**EXERCISE**
Find every line in the items below that contains the word "distant", matching case, and copy each such line.
### DATA FOR THIS EXERCISE ###
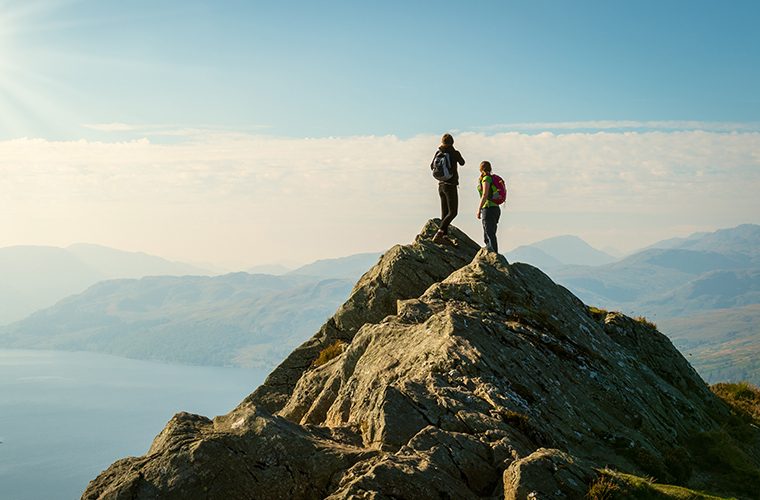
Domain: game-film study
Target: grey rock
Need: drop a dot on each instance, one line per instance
(461, 378)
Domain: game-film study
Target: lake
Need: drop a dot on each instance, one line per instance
(66, 416)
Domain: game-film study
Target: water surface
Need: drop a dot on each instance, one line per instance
(66, 416)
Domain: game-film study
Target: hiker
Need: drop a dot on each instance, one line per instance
(444, 166)
(492, 192)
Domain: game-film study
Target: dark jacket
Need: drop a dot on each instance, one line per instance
(456, 158)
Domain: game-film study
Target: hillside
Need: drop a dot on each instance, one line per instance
(39, 276)
(723, 345)
(235, 319)
(350, 267)
(560, 251)
(676, 277)
(449, 373)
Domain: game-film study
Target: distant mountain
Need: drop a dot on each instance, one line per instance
(534, 256)
(711, 290)
(38, 276)
(275, 269)
(34, 277)
(560, 250)
(351, 267)
(113, 263)
(743, 239)
(723, 345)
(235, 319)
(449, 373)
(704, 271)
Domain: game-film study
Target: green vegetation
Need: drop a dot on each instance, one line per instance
(597, 312)
(330, 352)
(742, 397)
(723, 345)
(613, 485)
(646, 322)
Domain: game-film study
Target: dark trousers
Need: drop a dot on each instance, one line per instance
(490, 218)
(449, 204)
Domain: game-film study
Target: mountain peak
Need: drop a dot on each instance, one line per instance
(453, 374)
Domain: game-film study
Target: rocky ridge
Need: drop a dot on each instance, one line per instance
(462, 376)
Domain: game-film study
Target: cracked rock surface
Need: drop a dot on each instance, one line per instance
(462, 377)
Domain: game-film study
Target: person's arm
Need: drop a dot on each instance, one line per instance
(485, 187)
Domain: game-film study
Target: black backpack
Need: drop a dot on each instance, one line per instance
(441, 166)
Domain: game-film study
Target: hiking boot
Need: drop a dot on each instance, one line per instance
(451, 241)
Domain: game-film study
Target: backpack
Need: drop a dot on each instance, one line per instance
(441, 166)
(501, 190)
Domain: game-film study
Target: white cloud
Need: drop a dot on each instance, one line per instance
(254, 199)
(645, 125)
(110, 127)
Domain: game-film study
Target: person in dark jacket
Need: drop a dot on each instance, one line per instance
(447, 190)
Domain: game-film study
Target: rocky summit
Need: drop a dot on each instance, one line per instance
(448, 373)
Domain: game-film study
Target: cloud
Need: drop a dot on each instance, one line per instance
(248, 198)
(594, 125)
(110, 127)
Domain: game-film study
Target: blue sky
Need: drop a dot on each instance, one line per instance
(355, 68)
(235, 131)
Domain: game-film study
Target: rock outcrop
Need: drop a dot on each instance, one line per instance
(462, 377)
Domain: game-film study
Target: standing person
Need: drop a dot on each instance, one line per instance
(447, 188)
(488, 210)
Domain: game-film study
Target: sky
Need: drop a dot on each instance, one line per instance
(244, 133)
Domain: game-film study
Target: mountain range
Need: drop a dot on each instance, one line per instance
(450, 373)
(674, 283)
(39, 276)
(235, 319)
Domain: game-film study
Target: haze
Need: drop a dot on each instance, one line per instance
(245, 133)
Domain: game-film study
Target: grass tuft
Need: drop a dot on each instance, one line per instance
(644, 321)
(330, 352)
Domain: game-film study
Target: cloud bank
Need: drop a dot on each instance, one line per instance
(247, 199)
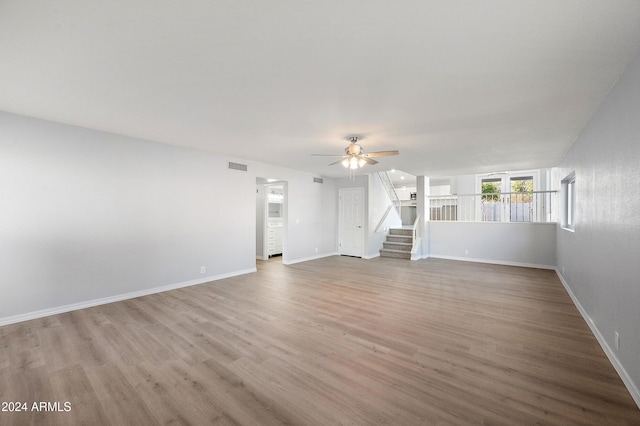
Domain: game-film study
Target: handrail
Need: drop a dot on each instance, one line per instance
(383, 218)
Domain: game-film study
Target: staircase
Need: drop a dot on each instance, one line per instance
(399, 243)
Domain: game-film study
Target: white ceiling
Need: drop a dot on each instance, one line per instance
(458, 86)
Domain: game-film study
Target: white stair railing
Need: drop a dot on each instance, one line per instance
(391, 191)
(531, 206)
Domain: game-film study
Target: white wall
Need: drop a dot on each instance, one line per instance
(600, 261)
(310, 213)
(260, 224)
(88, 217)
(524, 244)
(376, 201)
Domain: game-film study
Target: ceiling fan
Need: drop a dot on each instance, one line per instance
(356, 157)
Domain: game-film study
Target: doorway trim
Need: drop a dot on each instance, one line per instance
(351, 235)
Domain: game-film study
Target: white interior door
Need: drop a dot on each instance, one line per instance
(351, 205)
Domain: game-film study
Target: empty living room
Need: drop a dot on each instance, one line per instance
(349, 213)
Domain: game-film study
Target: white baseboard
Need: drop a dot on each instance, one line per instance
(306, 259)
(626, 379)
(104, 300)
(495, 262)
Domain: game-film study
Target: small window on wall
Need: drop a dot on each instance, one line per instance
(569, 202)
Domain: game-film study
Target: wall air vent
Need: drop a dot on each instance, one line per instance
(238, 166)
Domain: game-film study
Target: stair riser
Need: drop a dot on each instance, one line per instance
(398, 239)
(396, 255)
(406, 232)
(392, 246)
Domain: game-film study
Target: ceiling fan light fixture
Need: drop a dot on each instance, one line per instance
(353, 163)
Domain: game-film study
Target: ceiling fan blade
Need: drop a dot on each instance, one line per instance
(336, 162)
(382, 153)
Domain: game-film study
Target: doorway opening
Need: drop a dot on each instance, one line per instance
(271, 222)
(351, 222)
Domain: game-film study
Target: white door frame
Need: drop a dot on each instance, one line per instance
(359, 252)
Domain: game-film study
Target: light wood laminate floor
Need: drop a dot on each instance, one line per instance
(334, 341)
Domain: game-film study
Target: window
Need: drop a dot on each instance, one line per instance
(569, 202)
(509, 197)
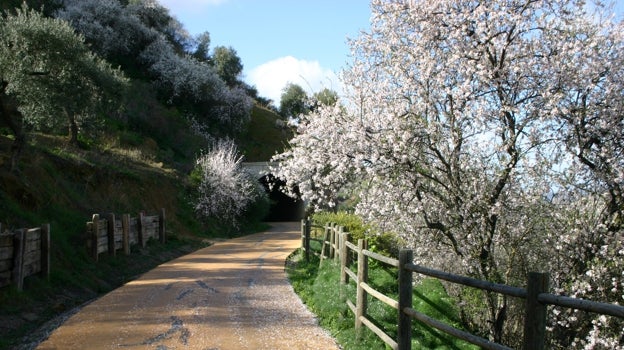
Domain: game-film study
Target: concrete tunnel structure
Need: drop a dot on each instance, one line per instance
(283, 207)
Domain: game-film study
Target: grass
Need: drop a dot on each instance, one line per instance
(319, 288)
(64, 185)
(263, 138)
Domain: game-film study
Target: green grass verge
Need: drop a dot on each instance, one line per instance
(319, 288)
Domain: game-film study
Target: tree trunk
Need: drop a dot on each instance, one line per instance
(73, 128)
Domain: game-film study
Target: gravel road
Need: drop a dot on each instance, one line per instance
(231, 295)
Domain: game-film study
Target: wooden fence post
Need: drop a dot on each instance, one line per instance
(332, 240)
(45, 251)
(18, 258)
(361, 298)
(94, 236)
(404, 339)
(535, 312)
(125, 232)
(339, 242)
(161, 226)
(324, 245)
(141, 229)
(344, 263)
(110, 218)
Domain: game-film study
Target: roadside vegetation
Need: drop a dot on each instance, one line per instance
(106, 106)
(488, 136)
(320, 289)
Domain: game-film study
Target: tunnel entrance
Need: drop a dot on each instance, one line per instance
(283, 208)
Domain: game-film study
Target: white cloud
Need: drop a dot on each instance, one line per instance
(189, 5)
(271, 77)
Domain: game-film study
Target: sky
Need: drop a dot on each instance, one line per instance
(280, 41)
(284, 41)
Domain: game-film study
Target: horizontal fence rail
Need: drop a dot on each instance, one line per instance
(336, 245)
(108, 234)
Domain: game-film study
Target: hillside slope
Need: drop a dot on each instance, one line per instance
(65, 186)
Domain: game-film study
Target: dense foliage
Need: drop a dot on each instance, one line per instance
(225, 190)
(49, 77)
(488, 134)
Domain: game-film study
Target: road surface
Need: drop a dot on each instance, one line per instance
(231, 295)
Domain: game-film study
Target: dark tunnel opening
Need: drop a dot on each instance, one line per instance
(283, 207)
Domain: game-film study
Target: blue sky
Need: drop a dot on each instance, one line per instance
(280, 41)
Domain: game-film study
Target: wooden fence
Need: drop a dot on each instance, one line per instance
(24, 252)
(336, 243)
(109, 234)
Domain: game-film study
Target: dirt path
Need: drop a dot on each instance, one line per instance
(232, 295)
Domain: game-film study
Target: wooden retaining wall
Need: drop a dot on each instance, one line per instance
(24, 252)
(110, 233)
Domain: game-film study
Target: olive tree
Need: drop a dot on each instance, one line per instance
(49, 76)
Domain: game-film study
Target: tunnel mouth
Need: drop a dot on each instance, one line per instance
(282, 207)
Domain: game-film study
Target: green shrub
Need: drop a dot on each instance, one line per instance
(386, 243)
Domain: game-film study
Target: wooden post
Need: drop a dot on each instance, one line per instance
(332, 240)
(94, 236)
(303, 230)
(45, 251)
(308, 229)
(535, 312)
(110, 218)
(141, 229)
(344, 263)
(361, 298)
(324, 245)
(338, 244)
(161, 226)
(404, 336)
(19, 241)
(125, 232)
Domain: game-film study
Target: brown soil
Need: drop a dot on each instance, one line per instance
(231, 295)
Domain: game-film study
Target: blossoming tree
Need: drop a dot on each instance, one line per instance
(488, 134)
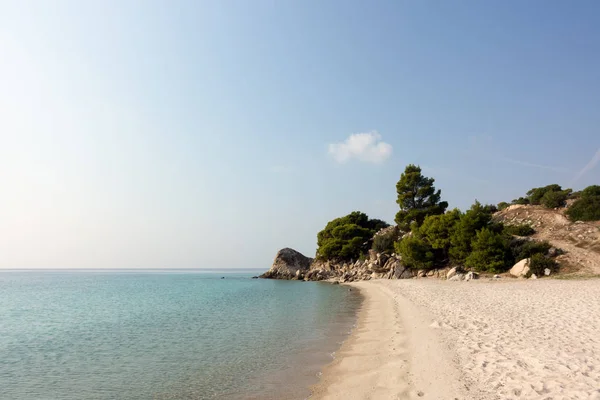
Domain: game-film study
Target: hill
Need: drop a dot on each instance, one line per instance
(579, 240)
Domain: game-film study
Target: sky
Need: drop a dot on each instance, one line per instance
(210, 134)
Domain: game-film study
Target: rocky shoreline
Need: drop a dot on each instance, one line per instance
(290, 264)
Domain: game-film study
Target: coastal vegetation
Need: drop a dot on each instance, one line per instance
(349, 237)
(587, 207)
(427, 236)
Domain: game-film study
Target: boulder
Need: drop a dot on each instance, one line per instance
(288, 264)
(521, 268)
(451, 273)
(457, 277)
(372, 255)
(471, 275)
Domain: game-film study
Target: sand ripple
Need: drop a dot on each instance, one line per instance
(516, 339)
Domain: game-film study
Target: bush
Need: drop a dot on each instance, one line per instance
(539, 262)
(415, 252)
(585, 209)
(348, 237)
(591, 191)
(489, 252)
(535, 195)
(502, 205)
(519, 230)
(521, 200)
(555, 199)
(417, 198)
(475, 219)
(384, 243)
(526, 249)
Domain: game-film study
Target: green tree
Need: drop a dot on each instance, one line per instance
(437, 230)
(554, 199)
(347, 237)
(591, 191)
(587, 208)
(384, 242)
(502, 205)
(521, 200)
(489, 252)
(417, 198)
(415, 252)
(475, 219)
(535, 195)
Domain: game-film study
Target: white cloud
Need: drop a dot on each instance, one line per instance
(589, 166)
(366, 147)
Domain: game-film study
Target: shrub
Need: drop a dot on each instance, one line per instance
(475, 219)
(585, 209)
(555, 199)
(415, 252)
(384, 243)
(347, 237)
(489, 252)
(525, 249)
(519, 230)
(591, 191)
(539, 262)
(502, 205)
(417, 198)
(521, 200)
(535, 195)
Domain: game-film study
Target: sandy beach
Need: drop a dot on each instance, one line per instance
(508, 339)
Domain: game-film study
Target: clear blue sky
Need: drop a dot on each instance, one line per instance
(211, 134)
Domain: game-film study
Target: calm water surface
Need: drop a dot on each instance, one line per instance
(165, 334)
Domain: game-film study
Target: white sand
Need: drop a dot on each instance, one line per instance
(431, 339)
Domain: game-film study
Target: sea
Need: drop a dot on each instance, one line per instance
(166, 334)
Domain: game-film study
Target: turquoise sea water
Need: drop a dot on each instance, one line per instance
(165, 334)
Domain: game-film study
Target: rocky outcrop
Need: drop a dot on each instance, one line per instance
(292, 265)
(521, 268)
(289, 264)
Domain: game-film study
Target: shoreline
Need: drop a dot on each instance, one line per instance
(392, 353)
(509, 339)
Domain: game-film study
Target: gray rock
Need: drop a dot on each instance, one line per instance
(451, 273)
(288, 264)
(457, 277)
(521, 268)
(471, 275)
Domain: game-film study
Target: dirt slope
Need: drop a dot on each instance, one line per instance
(579, 240)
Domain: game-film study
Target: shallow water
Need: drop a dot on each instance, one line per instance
(165, 334)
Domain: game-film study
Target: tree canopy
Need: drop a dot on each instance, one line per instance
(587, 207)
(347, 237)
(417, 198)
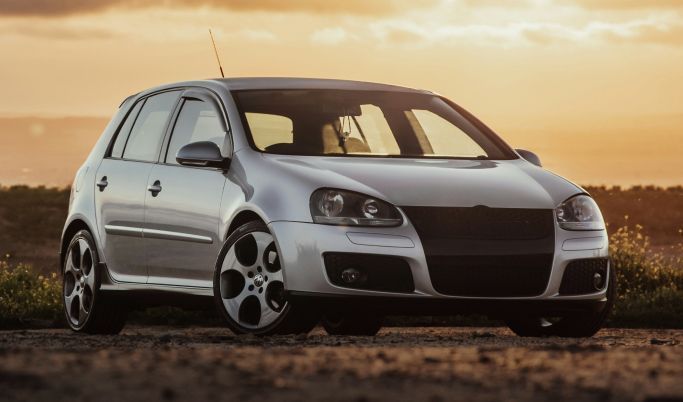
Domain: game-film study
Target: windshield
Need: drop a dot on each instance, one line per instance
(364, 123)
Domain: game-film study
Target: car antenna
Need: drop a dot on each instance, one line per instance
(216, 51)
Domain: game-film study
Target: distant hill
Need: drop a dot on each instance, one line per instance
(48, 151)
(627, 151)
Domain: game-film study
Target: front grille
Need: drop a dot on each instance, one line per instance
(579, 276)
(377, 272)
(486, 252)
(490, 276)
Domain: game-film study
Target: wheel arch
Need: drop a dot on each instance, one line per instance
(76, 225)
(242, 217)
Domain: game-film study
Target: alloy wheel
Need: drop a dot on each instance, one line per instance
(251, 281)
(79, 282)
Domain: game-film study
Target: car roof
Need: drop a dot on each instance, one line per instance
(277, 83)
(254, 83)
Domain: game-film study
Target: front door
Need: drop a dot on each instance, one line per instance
(182, 213)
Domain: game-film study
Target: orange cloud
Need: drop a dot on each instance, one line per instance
(70, 7)
(627, 4)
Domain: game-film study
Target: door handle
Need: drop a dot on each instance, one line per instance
(102, 183)
(155, 188)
###
**RESULT OF THIS TASK**
Target: distant mountain
Target: distant hill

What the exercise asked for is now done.